== What to do ==
a. Say whether each statement agrees with the piece about a winter walk below: (i) the thermometer reads 4 degrees F. at 2 p.m.; (ii) the walker sees moose along the trail; (iii) female pine grosbeaks are mostly red. For each, answer yes or no and quote the deciding words of the piece.
b. Carry the piece about a winter walk below forward, starting after its final sentence.

== Source text ==
__________
A winter walk yields a windfall of gifts

The thermometer outside the house reads 4 degrees F. at 2 p.m. Skies are blue, the air is calm, and Rusty Point - a Chugach landmark visible from my yard - is bathed in golden light. A good day to be among the mountains, to visit Chugach State Park, the "backyard wilderness" of Alaska's largest city, my adopted home.

Walking along a forest trail, I welcome the cold as it engulfs me, presses in on me, makes my wind pants stiffen and crinkle. I drink in mountain air, feel it swirl through my mouth, rush down my throat, cleanse my lungs. I feel it on my nose and cheeks, first as a coolness, then a tingling, a burning. The cold seeps through mittens and boots, lightly touching fingers and feet, and sends a wave of shivers through arms and shoulders.

So nice, for a change, to simply be with the cold, to appreciate it.

Looking for wildlife, I see only tracks - moose, arctic hares, and voles - until a flock of pine grosbeaks passes overhead. I count 14 of them dipping, swooping, and chirping. I wonder if they are among the group that regularly visits my feeders. Male grosbeaks are mostly red; females are gray with yellow to olive-green splotches.
__________
== Provided records ==
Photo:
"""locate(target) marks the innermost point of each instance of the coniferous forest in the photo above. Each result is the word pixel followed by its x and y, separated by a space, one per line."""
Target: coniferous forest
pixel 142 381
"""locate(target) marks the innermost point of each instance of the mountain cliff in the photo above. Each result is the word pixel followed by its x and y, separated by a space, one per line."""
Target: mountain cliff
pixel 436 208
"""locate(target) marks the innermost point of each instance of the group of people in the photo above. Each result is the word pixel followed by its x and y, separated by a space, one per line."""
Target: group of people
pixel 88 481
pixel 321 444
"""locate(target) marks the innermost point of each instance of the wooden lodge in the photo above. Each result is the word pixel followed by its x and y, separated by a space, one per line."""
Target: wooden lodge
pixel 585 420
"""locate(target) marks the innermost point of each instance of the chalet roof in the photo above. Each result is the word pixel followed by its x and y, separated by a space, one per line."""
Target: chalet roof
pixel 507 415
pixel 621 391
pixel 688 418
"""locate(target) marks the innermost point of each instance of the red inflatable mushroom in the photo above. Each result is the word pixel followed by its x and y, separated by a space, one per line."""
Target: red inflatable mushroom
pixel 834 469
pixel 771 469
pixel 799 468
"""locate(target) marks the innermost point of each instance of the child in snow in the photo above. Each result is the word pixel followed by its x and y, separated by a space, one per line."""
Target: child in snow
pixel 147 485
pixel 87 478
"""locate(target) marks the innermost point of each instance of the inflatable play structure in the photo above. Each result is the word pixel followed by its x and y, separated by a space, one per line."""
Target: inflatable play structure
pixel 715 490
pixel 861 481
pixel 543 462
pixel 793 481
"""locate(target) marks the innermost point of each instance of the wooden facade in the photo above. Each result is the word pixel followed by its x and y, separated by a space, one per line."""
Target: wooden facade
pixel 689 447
__________
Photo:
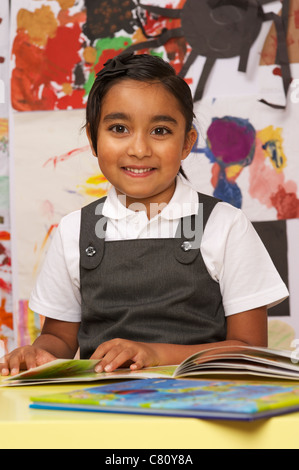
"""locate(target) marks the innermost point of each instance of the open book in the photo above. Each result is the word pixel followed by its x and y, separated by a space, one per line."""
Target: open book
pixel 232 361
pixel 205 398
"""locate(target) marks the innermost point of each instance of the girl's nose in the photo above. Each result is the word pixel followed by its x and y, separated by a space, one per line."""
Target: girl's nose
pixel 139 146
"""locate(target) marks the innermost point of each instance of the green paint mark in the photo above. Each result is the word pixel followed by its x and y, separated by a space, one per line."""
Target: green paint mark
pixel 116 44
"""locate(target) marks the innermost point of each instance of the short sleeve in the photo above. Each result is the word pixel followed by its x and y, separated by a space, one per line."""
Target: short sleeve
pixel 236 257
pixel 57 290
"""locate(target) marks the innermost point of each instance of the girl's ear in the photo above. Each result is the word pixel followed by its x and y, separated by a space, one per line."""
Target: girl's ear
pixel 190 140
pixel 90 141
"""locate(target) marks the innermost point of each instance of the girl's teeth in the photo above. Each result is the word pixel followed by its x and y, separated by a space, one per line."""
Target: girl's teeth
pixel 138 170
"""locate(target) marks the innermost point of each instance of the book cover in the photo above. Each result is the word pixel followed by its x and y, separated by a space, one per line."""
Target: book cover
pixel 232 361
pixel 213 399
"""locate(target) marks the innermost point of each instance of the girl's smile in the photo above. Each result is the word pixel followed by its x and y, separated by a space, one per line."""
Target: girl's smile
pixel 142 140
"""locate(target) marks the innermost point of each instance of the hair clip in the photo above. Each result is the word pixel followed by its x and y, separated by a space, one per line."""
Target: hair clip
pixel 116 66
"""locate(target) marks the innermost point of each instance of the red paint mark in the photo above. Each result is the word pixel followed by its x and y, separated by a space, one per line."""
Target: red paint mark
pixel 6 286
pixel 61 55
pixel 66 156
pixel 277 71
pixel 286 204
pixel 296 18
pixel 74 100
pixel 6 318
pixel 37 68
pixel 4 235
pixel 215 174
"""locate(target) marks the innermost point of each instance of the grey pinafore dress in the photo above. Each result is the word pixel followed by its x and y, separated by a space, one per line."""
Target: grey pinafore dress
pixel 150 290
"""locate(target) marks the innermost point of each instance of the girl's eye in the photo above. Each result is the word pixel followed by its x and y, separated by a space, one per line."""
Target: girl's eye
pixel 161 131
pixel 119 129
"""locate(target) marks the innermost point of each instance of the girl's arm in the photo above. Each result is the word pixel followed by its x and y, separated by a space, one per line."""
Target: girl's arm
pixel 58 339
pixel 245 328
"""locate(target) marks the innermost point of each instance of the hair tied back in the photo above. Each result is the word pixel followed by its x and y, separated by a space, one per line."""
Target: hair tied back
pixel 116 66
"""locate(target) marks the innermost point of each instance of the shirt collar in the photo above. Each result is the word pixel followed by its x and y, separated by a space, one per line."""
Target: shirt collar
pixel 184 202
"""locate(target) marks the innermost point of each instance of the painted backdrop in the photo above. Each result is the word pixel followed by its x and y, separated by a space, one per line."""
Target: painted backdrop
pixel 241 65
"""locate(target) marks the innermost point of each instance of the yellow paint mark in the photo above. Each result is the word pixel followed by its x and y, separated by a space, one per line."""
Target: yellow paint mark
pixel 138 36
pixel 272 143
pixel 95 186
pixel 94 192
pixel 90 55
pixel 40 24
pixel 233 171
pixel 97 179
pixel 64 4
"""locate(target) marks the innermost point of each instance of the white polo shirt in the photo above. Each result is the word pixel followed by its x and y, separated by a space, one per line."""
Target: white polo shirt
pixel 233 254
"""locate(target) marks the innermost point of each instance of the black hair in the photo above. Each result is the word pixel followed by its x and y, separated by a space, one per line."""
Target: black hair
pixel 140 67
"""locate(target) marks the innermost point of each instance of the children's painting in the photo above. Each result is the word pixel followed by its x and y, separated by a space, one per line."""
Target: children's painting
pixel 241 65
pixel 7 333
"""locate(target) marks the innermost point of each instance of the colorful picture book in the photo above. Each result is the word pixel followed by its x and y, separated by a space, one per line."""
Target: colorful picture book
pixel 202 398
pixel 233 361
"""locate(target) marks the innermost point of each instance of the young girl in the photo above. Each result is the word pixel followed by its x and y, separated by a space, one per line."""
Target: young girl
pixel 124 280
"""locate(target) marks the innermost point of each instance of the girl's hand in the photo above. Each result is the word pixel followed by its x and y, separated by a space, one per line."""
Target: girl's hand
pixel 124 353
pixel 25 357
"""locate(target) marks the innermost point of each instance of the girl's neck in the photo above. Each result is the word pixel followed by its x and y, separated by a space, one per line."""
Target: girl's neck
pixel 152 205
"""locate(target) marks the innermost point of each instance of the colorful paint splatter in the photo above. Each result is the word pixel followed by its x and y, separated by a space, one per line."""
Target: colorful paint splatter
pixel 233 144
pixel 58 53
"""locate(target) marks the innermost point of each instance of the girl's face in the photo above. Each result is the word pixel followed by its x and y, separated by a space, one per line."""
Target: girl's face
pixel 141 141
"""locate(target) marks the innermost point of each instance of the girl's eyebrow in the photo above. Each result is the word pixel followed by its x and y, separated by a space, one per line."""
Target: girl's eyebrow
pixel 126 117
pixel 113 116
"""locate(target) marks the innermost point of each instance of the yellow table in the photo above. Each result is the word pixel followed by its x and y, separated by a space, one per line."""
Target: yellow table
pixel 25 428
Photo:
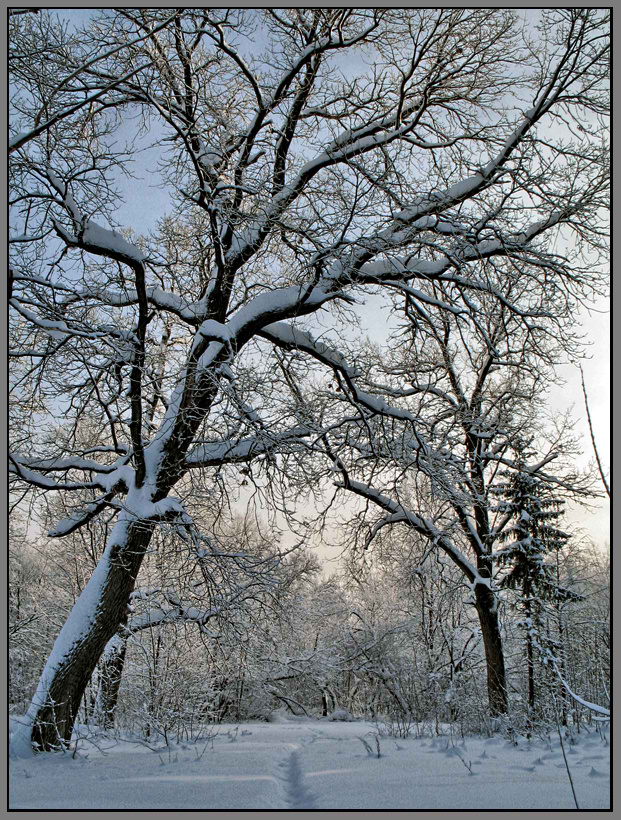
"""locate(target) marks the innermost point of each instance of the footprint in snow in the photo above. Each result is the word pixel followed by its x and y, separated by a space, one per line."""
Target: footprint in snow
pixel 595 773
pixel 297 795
__________
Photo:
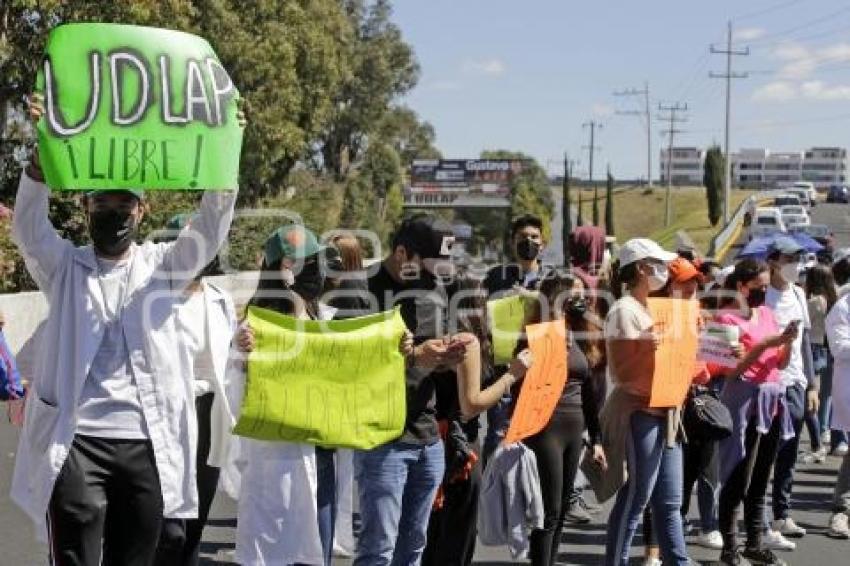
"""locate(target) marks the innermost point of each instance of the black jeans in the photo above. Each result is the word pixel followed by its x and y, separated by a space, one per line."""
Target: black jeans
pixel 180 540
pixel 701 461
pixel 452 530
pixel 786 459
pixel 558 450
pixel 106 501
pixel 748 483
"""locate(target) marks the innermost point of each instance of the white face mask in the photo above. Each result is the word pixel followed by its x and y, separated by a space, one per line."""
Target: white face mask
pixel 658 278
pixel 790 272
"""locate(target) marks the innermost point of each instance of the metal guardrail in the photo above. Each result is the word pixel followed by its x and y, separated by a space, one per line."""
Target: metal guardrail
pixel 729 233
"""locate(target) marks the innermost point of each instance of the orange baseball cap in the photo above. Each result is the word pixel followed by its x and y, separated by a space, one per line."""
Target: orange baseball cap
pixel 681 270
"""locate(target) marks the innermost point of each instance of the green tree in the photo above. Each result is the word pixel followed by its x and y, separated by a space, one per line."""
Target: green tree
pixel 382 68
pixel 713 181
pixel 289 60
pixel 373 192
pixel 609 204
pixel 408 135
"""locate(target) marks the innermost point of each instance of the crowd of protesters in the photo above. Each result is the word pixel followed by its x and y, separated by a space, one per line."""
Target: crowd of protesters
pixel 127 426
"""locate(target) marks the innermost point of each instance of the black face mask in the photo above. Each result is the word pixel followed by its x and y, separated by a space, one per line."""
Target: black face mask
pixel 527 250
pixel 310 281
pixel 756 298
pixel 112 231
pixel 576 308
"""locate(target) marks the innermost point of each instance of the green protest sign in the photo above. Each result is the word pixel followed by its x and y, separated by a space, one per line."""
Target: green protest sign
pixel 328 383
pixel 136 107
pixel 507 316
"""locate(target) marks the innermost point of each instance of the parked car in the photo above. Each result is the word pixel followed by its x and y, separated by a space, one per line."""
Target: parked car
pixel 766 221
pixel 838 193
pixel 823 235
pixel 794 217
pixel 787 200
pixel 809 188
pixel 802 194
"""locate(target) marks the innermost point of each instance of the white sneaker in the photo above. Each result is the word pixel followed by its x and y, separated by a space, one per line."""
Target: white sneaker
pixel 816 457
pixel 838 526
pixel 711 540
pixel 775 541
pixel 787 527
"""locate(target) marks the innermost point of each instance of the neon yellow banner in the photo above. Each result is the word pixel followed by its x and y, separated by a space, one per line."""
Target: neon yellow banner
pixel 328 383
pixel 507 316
__________
== Results for each task ==
a.
(i) Yes: "The thermometer outside the house reads 4 degrees F. at 2 p.m."
(ii) No: "I see only tracks - moose, arctic hares, and voles"
(iii) No: "females are gray with yellow to olive-green splotches."

b.
Robin-size birds, they are year-round residents of the Anchorage Bowl's spruce forests, yet I never noticed them until setting up some feeders a few years ago. Now they add pleasure to both my home life and winter walks. Perched atop spruce trees, whistling brightly, they ornament the Hillside forest with holiday cheer. How did I miss them for so long?

Chickadees, magpies, ravens, and a small swarm of redpolls (tiny, sparrow-like birds with black chin spots and red patches on their heads) also chatter among the trees. They, like grosbeaks, are new acquaintances of mine, welcome guests at my feeders.

My walk now takes me into alpine tundra. Feathery clouds have drifted across the sky, but enough sunlight filters through for me to watch its changing hues on the mountains. Midafternoon's soft yellows subtly yield to peach, rose, and then lavender as day's end approaches. Slowly, almost imperceptibly, the sunlight dims and disappears. In its wake, a fiery sunset casts a purplish-pink afterglow on the Chugach Range and prolongs day's passage into night.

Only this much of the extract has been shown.